◆ WORK TASK ◆
Skip the pictures. Copy all the rest of the records down exactly.

◆ EXTRACTED MATERIAL ◆
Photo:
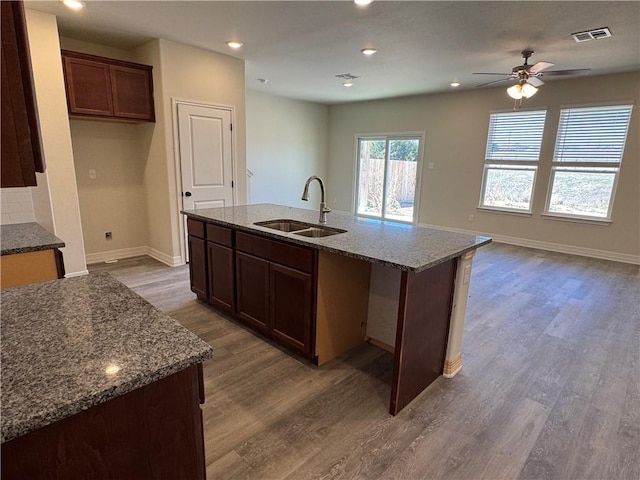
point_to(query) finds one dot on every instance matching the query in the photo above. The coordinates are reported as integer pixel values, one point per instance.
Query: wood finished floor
(550, 385)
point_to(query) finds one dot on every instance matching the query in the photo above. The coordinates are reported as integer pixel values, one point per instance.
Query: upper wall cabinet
(107, 88)
(21, 148)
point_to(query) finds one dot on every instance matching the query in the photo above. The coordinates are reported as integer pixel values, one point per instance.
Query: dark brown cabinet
(252, 287)
(267, 284)
(221, 267)
(275, 284)
(197, 258)
(108, 88)
(155, 431)
(290, 308)
(21, 148)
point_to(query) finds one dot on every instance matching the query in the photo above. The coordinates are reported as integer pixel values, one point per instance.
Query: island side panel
(453, 360)
(384, 294)
(426, 300)
(155, 431)
(342, 294)
(27, 268)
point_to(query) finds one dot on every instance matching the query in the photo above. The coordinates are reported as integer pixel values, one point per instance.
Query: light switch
(467, 275)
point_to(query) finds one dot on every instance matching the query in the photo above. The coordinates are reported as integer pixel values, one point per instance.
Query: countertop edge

◆ FINISHED EXERCISE ◆
Photo:
point_to(query) finds one dot on every instance matching the query in the photo above. The coordinates are reported as integer pixel values, one point per instance.
Query: wood finished floor
(550, 385)
point_to(query) finds one dot on every instance matching the query in the photo above. The coordinates are reported as integer pixel values, one point per instance.
Query: upper wall cabinet
(107, 88)
(21, 148)
point_to(query) finds one dot on every instance matching the query in the photo above. The coordinates are reported as integer pixel values, one point per instance.
Query: dark brown cabinet
(252, 287)
(267, 284)
(221, 267)
(275, 284)
(197, 258)
(108, 88)
(155, 431)
(290, 308)
(21, 148)
point_to(query) finds one dot on every instance matching the query in the photo above. The coordinates are reported as integer pixel values, one point per instance.
Query: island side panel
(453, 360)
(384, 294)
(426, 300)
(155, 431)
(342, 294)
(27, 268)
point_to(query) finds one dot on every instance matching the query in the photo above. The coordinates are reported as integer pixel values, one point per instance.
Query: light switch
(467, 275)
point_to(query) finds one dot on every instance matching the query in the photo above. The coordinates are reported as integer pixel values, one point per instance.
Query: countertop edge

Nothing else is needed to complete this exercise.